--- WHAT YOU NEED TO DO ---
(A) Reproduce everything in the 3D XPoint passage from "Despite these issues" down to "quick and easy.", word for word.
(B) Continue the passage on 3D XPoint memory technology, starting after its final sentence.

--- EXCERPT PROVIDED ---
:::::
Despite these issues and benefits, I might suggest that CB is currently the leading contender for the technology used in 3D XPoint. Subtle hints such as the official licensing of the technology by Micron in 2002, but also this slide in Micron’s Analyst conference in 2014 shows how they’ve overcome some of the issues I’ve listed above:
At the bottom here is the image above of a working cell along with a diagram showing how the bridging works. In order to facilitate the active electrode not being ‘eaten’ in reverse programming, we have a large ion reservoir to call on. The other electrode is also small in order to direct wire growth. As long as the electrolyte layer is small (several monolayers), read/write speeds can be quick and easy.
The Future
With all that being said, if we fast forward to Feb 2015, Micron released this slide at an analyst meeting:
In the bottom half of this slide, it’s clear that Micron is looking into spin-transfer torque based memory on the left, and several analyst reports has suggested that the RRAM cell on the right is most likely that of CB technology. Within the 3D XPoint slides presented at the announcement this week, a number of analysts have also concluded that the selector per bit is most likely a diode in order to enable the appropriate characteristics for probing the resistance.
Given the fact that the announcement has stated that what is being done here is fundamentally different to previous attempts, and that the hardest part of producing 3D XPoint is the materials, I ultimately can’t judge on the exact specifics of what Intel and Micron are doing here, only that the conductive bridging method is most likely the method by which it is being done. Chances are the exact details will be kept close to Micron and Intel’s chest for a while as they are quoting a full decade research time from concept to product, which aligns from the 2002 licensing deal mentioned above for the conductive bridging method.
:::::
--- RECORDED INFORMATION ---
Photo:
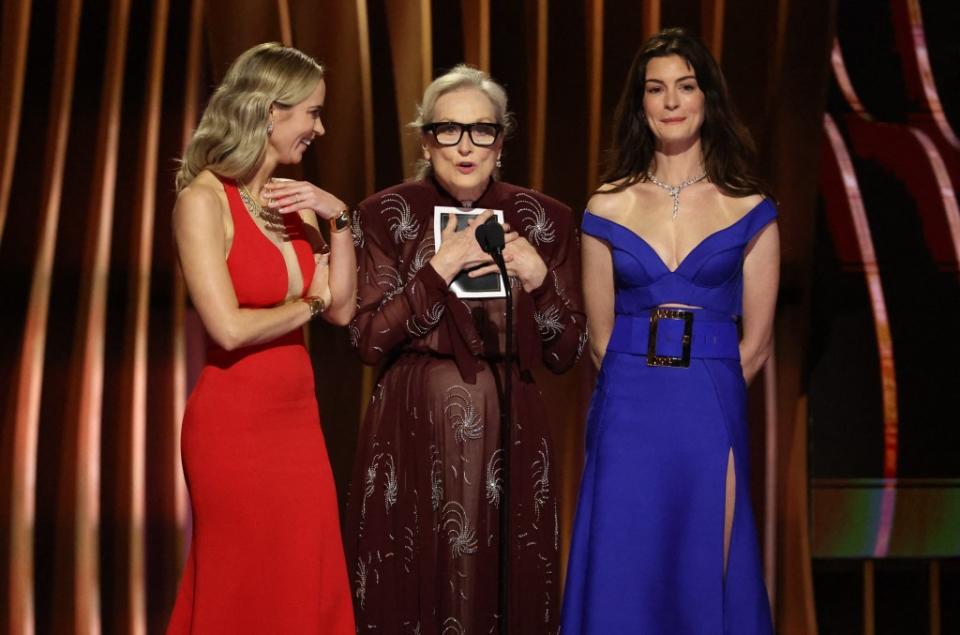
:::::
--- EXERCISE RESPONSES ---
(A)
Despite these issues and benefits, I might suggest that CB is currently the leading contender for the technology used in 3D XPoint. Subtle hints such as the official licensing of the technology by Micron in 2002, but also this slide in Micron’s Analyst conference in 2014 shows how they’ve overcome some of the issues I’ve listed above:
At the bottom here is the image above of a working cell along with a diagram showing how the bridging works. In order to facilitate the active electrode not being ‘eaten’ in reverse programming, we have a large ion reservoir to call on. The other electrode is also small in order to direct wire growth. As long as the electrolyte layer is small (several monolayers), read/write speeds can be quick and easy.

(B)
Estimating 3D XPoint Die Size
By now most of you probably know that I'm a sucker for die sizes and since this is information that the DRAM and NAND vendors are unwilling to share, I've gone as far as developing my own method for estimating the die size (well, it's really just primary school geometry, so I can't take too much credit for it). Die size is the key factor in determining cost efficiency because it directly relates to the number of gigabytes each wafer yields and thus it's a vital metric for comparing different technologies and process nodes.
I'm borrowing the above picture from The SSD Review because to be honest my wafer photos (and photos in general) are quite horrible and wafers are far from being the easiest object given all the reflections. Sean is a professional photographer, so he managed to grab this clear and beautiful photo of the production 3D XPoint wafer Intel and Micron had on display, making it easy to estimate the die size.
I calculated 18 dies horizontally and 22 vertically, which yields 227mm^2 with a normal 300mm wafer. When taking die cuts (i.e. the space between dies) into account, we should be looking at 210-220mm^2. Array efficiency is about 90%, which is much higher than planar NAND because most of the peripheral circuitry lies underneath the memory array.
IMFT 20nm 128Gbit MLC NAND die
For comparison, Intel-Micron's 20nm 128Gbit MLC NAND die measures 202mm^2 and has array efficiency of ~75%. From that we can calculate that the 128Gbit memory array in 3D XPoint takes about 190mm^2, while a similar capacity planar NAND array measures ~150mm^2 (since the 128Gbit 3D XPoint die consists of two layers and 128Gbit MLC NAND die stores two bits per cell, the number of layers and bits stored per cell cancel out). It seems like NAND is denser (about 20-25%) from a memory array perspective given a fixed feature size (i.e. lithography), but at this point it's hard to say whether this is due to the cell design itself or something else. Connecting layers of wordlines and bitlines to the intermetal layers likely takes some extra area compared to a 2D process (at least this is the case with 3D NAND), which might partially explain the lower density compared to NAND.
However we will have to wait for some SEM photos to really see what's happening inside the 3D XPoint array and how it compares to NAND in cell size and overall density efficiency. Of course, there is a lot more in total manufacturing cost than just the cell and die size, but I'll leave the full analysis to those with the proper equipment and deeper knowledge of semiconductor manufacturing processes.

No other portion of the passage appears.